Passage provided:
--- Begin ---
# Grinder or Beans Problem



## StuartS (Jan 2, 2015)

Hi folks, looking for some advice here.

My Mignon jammed up earlier tonight and it has never done this before.

So, I took the hopper off, tipped out the remaining beans and removed the top burr carrier. Nothing foreign (eg. a stone) to be found so vacuumed up and put it back together. Tried again with the same results - I noticed the grinder seemed to be struggling and the grinds were coming out slower than normal before it jammed. I repeated the clean up operation a couple more times and have backed off the dial one full turn (that's a lot on a mignon) and it still jammed after grinding a few grams.

I have been using Rave Chatswood for a several months now and hardly need to adjust the grinder. This last batch was roasted on 28th June and I started to use it on the 13th July. I have probably ground around 250 grams of this batch up till the jamming and I hadn't noticed anything odd till now.

The grinder runs fine when it is empty and the only thing that can jam the grinder are the beans, right? I can't feel any play at all in the bottom burr and nothing looks out of alignment. On removing the top burr, the few bits of bean that are lying on the bottom burr do seem quite hard (but I have never really checked beans hardness before now). Could this batch of beans be harder for the grinder for some reason?

Grinder is still under warranty and obviously I can call BB tomorrow but I don't really want to return it unless I am absolutely sure its the grinder.

So, anyone had this experience before? Should I try to run some cheap beans through the grinder? Any other suggestions?
--- End ---
Record set:
--- Begin ---
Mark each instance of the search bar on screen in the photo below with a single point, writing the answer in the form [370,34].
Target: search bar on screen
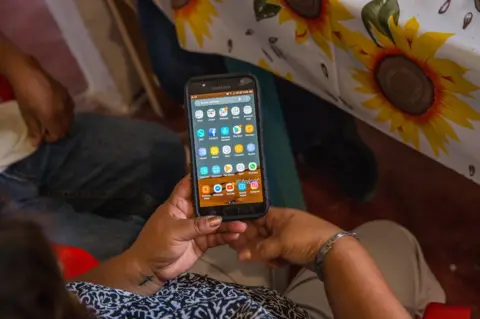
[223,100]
--- End ---
--- Begin ---
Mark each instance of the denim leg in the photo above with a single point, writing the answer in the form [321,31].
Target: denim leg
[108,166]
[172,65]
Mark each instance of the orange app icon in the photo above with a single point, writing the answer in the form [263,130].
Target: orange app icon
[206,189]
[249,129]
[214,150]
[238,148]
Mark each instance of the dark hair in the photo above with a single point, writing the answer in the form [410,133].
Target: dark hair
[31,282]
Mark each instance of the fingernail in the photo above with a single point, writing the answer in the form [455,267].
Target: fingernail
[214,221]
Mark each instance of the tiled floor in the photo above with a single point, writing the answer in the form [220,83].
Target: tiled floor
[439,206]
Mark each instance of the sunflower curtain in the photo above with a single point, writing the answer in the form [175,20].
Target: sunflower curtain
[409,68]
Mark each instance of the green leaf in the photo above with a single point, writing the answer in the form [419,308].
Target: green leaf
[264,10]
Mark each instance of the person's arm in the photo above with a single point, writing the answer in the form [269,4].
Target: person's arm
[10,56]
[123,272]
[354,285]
--- End ---
Can you write what comes next in the forum thread about the jammed Mignon grinder, picking up after its final line?

Exercise response:
Thanks in advance...

Stuart


----------



## Tiny tamper (May 23, 2014)

Sounds like your motor has lost power somehow by that I mean it's on its last legs motor wise, if it can't grind a bean it's not a good sign so I'd definitely contact bb they will know alot more than me but I'm pretty sure it's not a good sign.

Hopefully I'm completely wrong and all is easily sorted.


----------



## MWJB (Feb 28, 2012)

Are saying the burrs bind & lock up, or it's just that the beans aren't feeding from the hopper?


----------



## Tiny tamper (May 23, 2014)

MWJB said:


> Are saying the burrs bind & lock up, or it's just that the beans aren't feeding from the hopper?


 @MWJB I think it's the burrs locking up as he said the grinder was struggling and the grinds were coming out slowly


----------



## urbanbumpkin (Jan 30, 2013)

Sorry to ask the obvious. But have you cleared out the exist chute? Mignon does tend to block there and back up.


----------



## StuartS (Jan 2, 2015)

I cleaned the grinder before this batch so its not a blockage.

I agree it could be the motor but ive had this grinder since october 2015 and reckon its had no more than 25kg through it - thats not much really.

Ill call BB tomorrow and see what they say.

Cheers


----------



## Tiny tamper (May 23, 2014)

Please let us know m8 what it was so we all have a bit more knowledge cheers.


----------



## StuartS (Jan 2, 2015)

Sorry folks, the exit chute was blocked - i hadn't checked because i had only cleaned it yesterday.

Never had this happen before. And now that i count the doses, this is after grinding just over 120g from clean.

I'll need to keep an eye on this now - possibly remove the plastic widget? I've been using the same beans for a few months now so I'm not sure why this has happened all of a sudden.

Could it be the grinder is slower so the grinds are not being pushed out as forcefully and just accumulating more quickly?


----------



## Tiny tamper (May 23, 2014)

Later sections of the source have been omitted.